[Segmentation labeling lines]
━━━━━━━━━━━━━━━━━━━━━━━━━━━━━━

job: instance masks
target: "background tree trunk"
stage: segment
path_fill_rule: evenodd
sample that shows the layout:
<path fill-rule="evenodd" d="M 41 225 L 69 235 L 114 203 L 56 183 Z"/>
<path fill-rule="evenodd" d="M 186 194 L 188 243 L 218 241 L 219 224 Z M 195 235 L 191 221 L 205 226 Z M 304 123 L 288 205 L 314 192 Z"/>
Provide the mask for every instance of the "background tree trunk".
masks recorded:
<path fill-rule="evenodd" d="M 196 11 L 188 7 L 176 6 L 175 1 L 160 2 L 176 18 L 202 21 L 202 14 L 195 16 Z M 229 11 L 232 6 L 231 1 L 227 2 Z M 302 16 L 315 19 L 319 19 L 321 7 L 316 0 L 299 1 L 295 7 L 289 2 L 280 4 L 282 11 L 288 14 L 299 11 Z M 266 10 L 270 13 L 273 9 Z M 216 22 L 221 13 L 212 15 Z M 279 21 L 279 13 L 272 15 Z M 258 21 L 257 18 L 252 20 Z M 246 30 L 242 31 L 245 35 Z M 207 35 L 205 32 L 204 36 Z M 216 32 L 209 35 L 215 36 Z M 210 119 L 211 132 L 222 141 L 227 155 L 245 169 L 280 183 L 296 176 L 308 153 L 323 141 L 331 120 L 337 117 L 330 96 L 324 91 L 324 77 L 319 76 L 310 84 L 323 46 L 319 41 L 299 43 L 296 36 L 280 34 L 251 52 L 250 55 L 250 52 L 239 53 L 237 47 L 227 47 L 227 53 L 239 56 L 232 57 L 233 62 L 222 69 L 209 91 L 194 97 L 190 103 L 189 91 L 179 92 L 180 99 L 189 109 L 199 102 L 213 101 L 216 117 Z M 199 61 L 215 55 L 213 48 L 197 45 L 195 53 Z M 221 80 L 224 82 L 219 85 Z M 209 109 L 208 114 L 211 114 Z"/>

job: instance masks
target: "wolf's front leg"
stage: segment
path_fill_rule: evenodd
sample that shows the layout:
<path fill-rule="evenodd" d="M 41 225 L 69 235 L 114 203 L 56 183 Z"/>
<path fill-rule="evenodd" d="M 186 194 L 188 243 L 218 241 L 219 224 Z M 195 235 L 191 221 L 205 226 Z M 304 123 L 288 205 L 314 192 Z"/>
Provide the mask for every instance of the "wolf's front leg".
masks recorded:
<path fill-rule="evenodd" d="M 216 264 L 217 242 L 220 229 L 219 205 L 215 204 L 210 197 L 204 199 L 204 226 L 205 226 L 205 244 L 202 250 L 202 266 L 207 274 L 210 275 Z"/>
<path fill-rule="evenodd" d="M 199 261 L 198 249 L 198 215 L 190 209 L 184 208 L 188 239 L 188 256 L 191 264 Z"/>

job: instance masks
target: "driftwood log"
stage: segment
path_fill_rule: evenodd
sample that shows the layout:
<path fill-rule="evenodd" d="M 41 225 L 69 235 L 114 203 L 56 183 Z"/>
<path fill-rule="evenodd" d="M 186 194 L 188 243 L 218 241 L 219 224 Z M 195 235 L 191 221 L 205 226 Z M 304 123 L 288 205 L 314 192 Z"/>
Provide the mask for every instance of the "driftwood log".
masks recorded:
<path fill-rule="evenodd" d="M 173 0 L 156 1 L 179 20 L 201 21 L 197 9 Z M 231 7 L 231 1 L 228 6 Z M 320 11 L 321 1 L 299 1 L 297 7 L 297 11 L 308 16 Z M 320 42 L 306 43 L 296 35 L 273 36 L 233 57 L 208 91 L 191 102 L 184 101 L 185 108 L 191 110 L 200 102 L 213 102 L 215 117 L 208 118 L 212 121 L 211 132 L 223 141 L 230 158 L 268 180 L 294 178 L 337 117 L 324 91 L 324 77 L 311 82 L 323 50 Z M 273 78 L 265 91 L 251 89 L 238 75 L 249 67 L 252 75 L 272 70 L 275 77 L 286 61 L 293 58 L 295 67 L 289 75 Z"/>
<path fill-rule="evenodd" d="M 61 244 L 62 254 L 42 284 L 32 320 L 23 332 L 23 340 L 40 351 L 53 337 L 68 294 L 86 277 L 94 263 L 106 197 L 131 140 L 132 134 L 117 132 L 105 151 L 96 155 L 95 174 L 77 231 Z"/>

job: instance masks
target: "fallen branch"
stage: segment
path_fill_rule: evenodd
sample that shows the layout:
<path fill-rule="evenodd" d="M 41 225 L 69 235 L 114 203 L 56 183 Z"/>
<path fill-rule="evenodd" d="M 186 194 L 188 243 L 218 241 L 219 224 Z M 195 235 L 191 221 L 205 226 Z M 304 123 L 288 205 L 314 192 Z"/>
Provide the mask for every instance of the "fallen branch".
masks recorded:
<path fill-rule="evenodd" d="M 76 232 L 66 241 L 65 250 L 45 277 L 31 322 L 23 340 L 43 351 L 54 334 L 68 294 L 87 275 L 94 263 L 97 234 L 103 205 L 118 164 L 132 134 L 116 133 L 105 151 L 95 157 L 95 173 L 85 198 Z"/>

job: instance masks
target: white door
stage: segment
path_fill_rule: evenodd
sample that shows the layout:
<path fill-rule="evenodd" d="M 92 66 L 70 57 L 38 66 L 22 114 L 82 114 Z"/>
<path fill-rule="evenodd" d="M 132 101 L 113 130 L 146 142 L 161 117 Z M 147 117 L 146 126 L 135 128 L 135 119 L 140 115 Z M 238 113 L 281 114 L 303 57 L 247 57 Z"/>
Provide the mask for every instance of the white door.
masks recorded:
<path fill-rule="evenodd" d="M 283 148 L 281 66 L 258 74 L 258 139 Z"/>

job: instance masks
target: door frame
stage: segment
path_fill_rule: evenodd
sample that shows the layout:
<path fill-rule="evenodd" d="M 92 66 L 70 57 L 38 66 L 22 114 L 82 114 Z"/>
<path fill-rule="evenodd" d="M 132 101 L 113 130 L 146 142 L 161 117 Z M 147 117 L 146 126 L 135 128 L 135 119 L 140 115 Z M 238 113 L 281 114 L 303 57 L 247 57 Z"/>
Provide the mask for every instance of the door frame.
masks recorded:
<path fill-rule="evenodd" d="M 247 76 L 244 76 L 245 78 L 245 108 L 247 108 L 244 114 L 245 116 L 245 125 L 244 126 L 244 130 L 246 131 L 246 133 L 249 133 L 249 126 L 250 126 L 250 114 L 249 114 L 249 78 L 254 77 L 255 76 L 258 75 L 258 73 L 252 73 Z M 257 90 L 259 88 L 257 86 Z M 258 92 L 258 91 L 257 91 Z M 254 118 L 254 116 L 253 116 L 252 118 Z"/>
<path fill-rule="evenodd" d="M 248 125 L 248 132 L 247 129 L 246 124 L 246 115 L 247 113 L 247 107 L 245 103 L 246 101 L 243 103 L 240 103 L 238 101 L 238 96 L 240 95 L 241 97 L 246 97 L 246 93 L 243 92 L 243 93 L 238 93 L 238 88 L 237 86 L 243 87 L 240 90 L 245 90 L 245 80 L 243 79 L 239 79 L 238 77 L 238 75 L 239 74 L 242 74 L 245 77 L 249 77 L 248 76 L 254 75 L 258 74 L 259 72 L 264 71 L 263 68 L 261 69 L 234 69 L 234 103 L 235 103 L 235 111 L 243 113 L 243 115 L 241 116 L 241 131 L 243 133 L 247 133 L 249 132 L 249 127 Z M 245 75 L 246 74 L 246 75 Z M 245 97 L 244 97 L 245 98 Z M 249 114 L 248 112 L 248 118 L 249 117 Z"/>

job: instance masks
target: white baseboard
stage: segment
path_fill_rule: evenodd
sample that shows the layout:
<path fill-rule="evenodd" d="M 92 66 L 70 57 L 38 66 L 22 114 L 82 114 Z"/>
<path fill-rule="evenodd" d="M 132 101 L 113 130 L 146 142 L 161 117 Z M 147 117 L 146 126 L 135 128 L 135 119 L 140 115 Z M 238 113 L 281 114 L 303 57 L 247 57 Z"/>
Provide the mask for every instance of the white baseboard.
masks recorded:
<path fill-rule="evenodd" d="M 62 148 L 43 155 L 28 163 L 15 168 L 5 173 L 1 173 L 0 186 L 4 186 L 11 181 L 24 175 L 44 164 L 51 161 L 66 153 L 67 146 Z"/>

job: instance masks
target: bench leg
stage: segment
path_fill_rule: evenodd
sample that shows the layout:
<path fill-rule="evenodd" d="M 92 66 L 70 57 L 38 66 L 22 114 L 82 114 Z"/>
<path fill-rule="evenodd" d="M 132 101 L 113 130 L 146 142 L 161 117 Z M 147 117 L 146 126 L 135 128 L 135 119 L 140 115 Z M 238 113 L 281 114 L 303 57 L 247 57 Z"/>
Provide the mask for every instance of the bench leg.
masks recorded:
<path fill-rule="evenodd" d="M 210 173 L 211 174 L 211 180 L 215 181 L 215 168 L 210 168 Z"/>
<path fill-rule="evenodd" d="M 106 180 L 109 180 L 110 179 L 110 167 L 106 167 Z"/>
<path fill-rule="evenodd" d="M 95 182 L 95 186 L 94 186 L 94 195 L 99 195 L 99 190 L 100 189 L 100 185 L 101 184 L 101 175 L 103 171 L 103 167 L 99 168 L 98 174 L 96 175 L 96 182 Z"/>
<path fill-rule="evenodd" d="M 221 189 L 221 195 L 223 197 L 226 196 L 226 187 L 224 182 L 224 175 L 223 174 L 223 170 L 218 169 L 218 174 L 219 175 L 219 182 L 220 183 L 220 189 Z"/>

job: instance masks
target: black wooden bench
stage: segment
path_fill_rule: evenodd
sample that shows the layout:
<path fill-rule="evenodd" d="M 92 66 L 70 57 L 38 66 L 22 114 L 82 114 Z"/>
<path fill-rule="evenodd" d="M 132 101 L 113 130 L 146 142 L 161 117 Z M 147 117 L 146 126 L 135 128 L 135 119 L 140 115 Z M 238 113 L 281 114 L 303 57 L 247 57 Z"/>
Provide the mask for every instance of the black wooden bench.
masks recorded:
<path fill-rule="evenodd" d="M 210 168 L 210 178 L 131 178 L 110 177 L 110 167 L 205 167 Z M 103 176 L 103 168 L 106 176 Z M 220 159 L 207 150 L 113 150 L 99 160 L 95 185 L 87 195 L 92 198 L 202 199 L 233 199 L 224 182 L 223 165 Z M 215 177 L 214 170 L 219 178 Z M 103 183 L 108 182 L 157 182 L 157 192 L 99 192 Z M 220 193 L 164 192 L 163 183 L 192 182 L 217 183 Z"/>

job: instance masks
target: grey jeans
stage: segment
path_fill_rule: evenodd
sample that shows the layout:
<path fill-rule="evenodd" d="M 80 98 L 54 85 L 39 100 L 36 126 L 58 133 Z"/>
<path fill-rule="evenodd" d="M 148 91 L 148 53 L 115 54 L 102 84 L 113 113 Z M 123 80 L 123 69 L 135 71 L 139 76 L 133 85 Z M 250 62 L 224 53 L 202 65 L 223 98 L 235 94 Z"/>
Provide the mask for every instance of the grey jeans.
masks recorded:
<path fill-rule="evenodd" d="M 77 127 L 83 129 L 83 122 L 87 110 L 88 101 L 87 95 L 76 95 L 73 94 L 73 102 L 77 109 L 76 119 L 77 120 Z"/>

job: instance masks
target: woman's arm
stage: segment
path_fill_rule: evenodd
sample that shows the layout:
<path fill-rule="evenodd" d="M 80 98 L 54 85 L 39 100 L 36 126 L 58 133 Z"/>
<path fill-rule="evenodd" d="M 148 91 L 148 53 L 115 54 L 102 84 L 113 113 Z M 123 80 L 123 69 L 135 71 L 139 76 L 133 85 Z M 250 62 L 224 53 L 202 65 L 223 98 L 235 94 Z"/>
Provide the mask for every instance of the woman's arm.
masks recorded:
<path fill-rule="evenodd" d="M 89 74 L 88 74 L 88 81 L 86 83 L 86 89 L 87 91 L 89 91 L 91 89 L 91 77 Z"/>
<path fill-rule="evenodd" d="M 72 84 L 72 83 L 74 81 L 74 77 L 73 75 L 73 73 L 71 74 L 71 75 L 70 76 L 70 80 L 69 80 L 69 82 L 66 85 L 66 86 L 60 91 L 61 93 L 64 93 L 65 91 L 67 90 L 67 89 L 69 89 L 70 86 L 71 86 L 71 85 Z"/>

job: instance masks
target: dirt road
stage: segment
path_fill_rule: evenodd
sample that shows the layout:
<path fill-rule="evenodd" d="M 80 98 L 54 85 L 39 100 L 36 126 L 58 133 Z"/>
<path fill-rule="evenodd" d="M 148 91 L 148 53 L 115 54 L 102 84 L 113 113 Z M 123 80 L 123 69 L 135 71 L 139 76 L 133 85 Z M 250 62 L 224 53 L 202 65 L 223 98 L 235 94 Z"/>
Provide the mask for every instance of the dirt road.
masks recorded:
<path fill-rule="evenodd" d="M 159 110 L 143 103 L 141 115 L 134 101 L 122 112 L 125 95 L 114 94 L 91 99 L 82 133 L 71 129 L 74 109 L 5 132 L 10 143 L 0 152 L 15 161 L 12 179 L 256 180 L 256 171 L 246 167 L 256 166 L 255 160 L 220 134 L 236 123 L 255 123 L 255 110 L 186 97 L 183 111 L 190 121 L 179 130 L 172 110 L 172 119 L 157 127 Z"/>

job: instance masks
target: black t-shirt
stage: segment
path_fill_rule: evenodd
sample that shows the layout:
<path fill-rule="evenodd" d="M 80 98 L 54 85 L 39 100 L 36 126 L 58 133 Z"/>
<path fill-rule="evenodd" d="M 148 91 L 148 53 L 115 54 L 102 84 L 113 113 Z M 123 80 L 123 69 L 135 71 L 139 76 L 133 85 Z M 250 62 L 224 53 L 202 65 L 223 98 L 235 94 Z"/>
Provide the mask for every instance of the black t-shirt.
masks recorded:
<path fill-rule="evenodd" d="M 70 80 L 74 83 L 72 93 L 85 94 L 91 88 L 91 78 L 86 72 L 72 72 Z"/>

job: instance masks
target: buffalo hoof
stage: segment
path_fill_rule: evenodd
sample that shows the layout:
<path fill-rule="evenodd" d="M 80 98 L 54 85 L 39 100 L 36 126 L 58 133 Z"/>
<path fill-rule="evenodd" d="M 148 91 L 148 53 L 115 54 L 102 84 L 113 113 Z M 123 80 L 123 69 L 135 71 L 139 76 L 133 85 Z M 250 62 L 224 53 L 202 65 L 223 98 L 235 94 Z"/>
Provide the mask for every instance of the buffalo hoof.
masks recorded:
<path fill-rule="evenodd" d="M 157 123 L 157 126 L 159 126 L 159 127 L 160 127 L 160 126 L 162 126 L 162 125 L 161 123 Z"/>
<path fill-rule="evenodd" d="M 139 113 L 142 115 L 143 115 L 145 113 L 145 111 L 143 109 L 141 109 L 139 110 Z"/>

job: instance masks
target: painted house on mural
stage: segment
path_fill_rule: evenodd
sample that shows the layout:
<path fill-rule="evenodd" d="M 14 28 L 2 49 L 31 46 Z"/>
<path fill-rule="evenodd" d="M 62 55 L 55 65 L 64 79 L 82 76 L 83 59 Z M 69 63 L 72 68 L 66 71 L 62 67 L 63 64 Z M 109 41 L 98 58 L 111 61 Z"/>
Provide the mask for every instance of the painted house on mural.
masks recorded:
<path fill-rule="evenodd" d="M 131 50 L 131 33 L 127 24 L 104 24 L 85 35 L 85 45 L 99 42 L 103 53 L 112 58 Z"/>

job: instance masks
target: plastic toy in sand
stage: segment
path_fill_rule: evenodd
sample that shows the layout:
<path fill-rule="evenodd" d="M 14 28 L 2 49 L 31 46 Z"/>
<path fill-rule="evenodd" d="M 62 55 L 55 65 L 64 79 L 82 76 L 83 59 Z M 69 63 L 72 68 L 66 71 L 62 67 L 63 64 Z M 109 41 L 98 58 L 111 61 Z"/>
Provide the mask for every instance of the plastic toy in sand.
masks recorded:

━━━━━━━━━━━━━━━━━━━━━━━━━━━━━━

[Task objective]: List every line above that contains the string "door", matching case exactly.

[Solved exercise]:
target: white door
Provide the mask for every instance of the white door.
target: door frame
Provide the mask for every instance of the door frame.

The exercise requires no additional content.